(TASK OBJECTIVE): Among the entries below, count the lines holding the string "Ground". Respond with the number alone.

(Free-text object descriptions)
==================================================

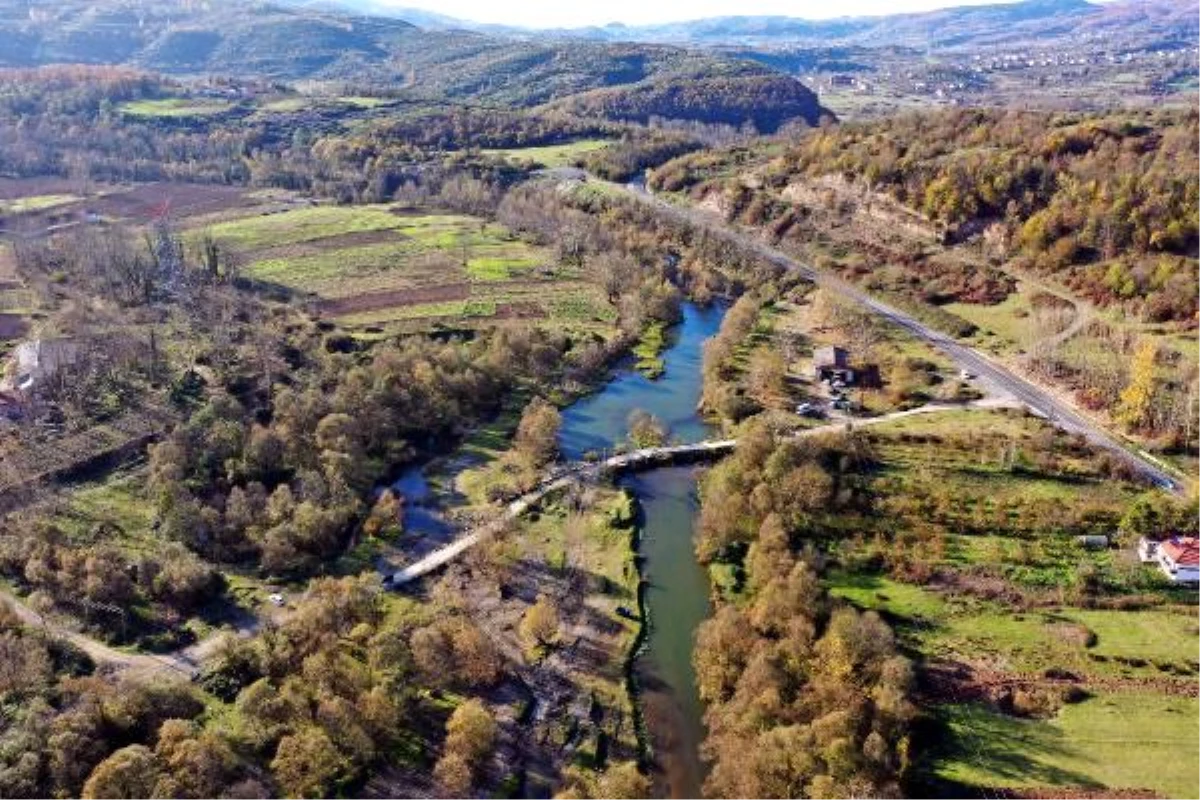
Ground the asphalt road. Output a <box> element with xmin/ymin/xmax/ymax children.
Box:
<box><xmin>616</xmin><ymin>181</ymin><xmax>1181</xmax><ymax>493</ymax></box>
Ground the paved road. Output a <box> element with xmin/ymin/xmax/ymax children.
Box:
<box><xmin>613</xmin><ymin>182</ymin><xmax>1181</xmax><ymax>493</ymax></box>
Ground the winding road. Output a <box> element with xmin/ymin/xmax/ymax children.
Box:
<box><xmin>611</xmin><ymin>179</ymin><xmax>1181</xmax><ymax>493</ymax></box>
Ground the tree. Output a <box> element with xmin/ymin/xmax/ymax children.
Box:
<box><xmin>694</xmin><ymin>605</ymin><xmax>757</xmax><ymax>704</ymax></box>
<box><xmin>0</xmin><ymin>632</ymin><xmax>52</xmax><ymax>697</ymax></box>
<box><xmin>1116</xmin><ymin>340</ymin><xmax>1157</xmax><ymax>431</ymax></box>
<box><xmin>271</xmin><ymin>727</ymin><xmax>347</xmax><ymax>799</ymax></box>
<box><xmin>514</xmin><ymin>398</ymin><xmax>561</xmax><ymax>467</ymax></box>
<box><xmin>748</xmin><ymin>348</ymin><xmax>787</xmax><ymax>407</ymax></box>
<box><xmin>519</xmin><ymin>594</ymin><xmax>561</xmax><ymax>651</ymax></box>
<box><xmin>434</xmin><ymin>700</ymin><xmax>496</xmax><ymax>795</ymax></box>
<box><xmin>627</xmin><ymin>409</ymin><xmax>668</xmax><ymax>448</ymax></box>
<box><xmin>81</xmin><ymin>746</ymin><xmax>160</xmax><ymax>800</ymax></box>
<box><xmin>594</xmin><ymin>762</ymin><xmax>651</xmax><ymax>799</ymax></box>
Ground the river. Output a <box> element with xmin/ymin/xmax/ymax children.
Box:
<box><xmin>559</xmin><ymin>301</ymin><xmax>724</xmax><ymax>798</ymax></box>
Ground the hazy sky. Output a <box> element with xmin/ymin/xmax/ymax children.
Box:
<box><xmin>380</xmin><ymin>0</ymin><xmax>1046</xmax><ymax>27</ymax></box>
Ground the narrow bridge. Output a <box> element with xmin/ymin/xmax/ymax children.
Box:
<box><xmin>388</xmin><ymin>438</ymin><xmax>737</xmax><ymax>585</ymax></box>
<box><xmin>387</xmin><ymin>402</ymin><xmax>1013</xmax><ymax>586</ymax></box>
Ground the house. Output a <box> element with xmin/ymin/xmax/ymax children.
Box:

==================================================

(TASK RESPONSE): 8